Class-action lawsuit claims veterans are getting short-changed

July 23, 2007 03:31 PM

WASHINGTON, D.C. (NBC) - A class-action lawsuit filed Monday on behalf of US soldiers and Marines charges that the active duty military and veterans systems are still denying Iraq and Afghan war vets the care and benefits they deserve.

The lawsuit charges that the system is still broken, despite all the changes promised after the Walter Reed Army Medical Center Scandal. And many veterans agree.

Army Sgt. Charles Eggleston says he suffers the insomnia and hyper alertness of post traumatic stress, PTSD. "When you get blown up or something happens to you, it sticks with you."

Eggleston went to Iraq twice. Two months later he was hit by an IED. His face, hand, and spine were rebuilt. He's about to leave Walter Reed.

But Eggleston assumes he'll get less disability pay than he says he's due. "They give more money to the drug addicts and all these other guys, the evil-doers, and convicts than they actually give to the soldiers who fought and got injured in combat."

The lawsuit charges that's the pattern - great trauma care, great rehab, then a tangle of red tape, a backlog of 600,000 cases, and - in the end - insufficient financial aid and counseling from the Veterans Administration.

When the scandal broke at Walter Reed in March, President Bush fired top medical commanders and got the VA more money. But a commission headed by Bob Dole and Donna Shalala reports Wednesday on a veteran's system that critics charge is still broken.

Sgt. Eggleston says, "It makes you pretty mad. It really turns your stomach."

It's a system that a wounded 14-year veteran says is letting him down. Some say this is an unintended consequence of the Iraq war, that the VA system was not designed to help so many combat veterans.

## Exercise goal
Reproduce the entire news report on the veterans' class-action lawsuit, word for word.

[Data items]
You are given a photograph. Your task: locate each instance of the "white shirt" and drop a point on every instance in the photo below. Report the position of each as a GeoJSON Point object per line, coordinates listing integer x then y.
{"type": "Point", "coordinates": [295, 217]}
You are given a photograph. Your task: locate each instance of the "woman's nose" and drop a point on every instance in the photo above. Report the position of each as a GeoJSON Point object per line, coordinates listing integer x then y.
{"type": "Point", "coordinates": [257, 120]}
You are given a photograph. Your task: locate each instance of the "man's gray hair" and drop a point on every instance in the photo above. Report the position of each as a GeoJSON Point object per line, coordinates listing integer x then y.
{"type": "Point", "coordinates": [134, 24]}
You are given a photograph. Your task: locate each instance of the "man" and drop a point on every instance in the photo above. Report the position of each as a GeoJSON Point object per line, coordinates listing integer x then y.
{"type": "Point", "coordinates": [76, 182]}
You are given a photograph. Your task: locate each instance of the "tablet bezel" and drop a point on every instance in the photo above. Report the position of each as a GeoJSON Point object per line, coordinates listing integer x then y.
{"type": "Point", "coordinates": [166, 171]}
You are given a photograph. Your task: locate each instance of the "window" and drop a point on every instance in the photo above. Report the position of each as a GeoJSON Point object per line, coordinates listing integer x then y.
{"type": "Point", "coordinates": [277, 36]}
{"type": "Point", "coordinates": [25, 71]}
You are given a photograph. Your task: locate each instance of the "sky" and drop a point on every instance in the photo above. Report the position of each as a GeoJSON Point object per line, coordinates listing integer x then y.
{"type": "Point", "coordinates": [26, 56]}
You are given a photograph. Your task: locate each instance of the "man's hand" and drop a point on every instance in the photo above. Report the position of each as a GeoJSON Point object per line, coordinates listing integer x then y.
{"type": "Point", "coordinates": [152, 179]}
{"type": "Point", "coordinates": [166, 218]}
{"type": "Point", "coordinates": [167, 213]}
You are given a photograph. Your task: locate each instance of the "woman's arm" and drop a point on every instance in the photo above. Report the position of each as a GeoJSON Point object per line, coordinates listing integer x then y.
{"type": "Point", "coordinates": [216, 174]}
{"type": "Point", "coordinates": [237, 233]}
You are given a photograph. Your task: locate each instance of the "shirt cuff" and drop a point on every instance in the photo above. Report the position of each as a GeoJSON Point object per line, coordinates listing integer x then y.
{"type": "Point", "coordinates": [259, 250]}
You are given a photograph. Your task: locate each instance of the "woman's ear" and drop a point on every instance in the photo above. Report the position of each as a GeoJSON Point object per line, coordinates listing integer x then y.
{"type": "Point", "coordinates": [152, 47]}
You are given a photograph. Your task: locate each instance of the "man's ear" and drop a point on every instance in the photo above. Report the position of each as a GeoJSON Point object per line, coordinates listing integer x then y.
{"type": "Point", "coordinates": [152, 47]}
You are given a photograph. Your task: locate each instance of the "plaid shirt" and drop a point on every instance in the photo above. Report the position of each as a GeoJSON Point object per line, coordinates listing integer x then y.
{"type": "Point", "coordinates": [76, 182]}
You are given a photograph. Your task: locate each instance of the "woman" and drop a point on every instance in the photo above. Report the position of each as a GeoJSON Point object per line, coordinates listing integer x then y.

## Finished task
Class-action lawsuit claims veterans are getting short-changed

July 23, 2007 03:31 PM

WASHINGTON, D.C. (NBC) - A class-action lawsuit filed Monday on behalf of US soldiers and Marines charges that the active duty military and veterans systems are still denying Iraq and Afghan war vets the care and benefits they deserve.

The lawsuit charges that the system is still broken, despite all the changes promised after the Walter Reed Army Medical Center Scandal. And many veterans agree.

Army Sgt. Charles Eggleston says he suffers the insomnia and hyper alertness of post traumatic stress, PTSD. "When you get blown up or something happens to you, it sticks with you."

Eggleston went to Iraq twice. Two months later he was hit by an IED. His face, hand, and spine were rebuilt. He's about to leave Walter Reed.

But Eggleston assumes he'll get less disability pay than he says he's due. "They give more money to the drug addicts and all these other guys, the evil-doers, and convicts than they actually give to the soldiers who fought and got injured in combat."

The lawsuit charges that's the pattern - great trauma care, great rehab, then a tangle of red tape, a backlog of 600,000 cases, and - in the end - insufficient financial aid and counseling from the Veterans Administration.

When the scandal broke at Walter Reed in March, President Bush fired top medical commanders and got the VA more money. But a commission headed by Bob Dole and Donna Shalala reports Wednesday on a veteran's system that critics charge is still broken.

Sgt. Eggleston says, "It makes you pretty mad. It really turns your stomach."

It's a system that a wounded 14-year veteran says is letting him down. Some say this is an unintended consequence of the Iraq war, that the VA system was not designed to help so many combat veterans.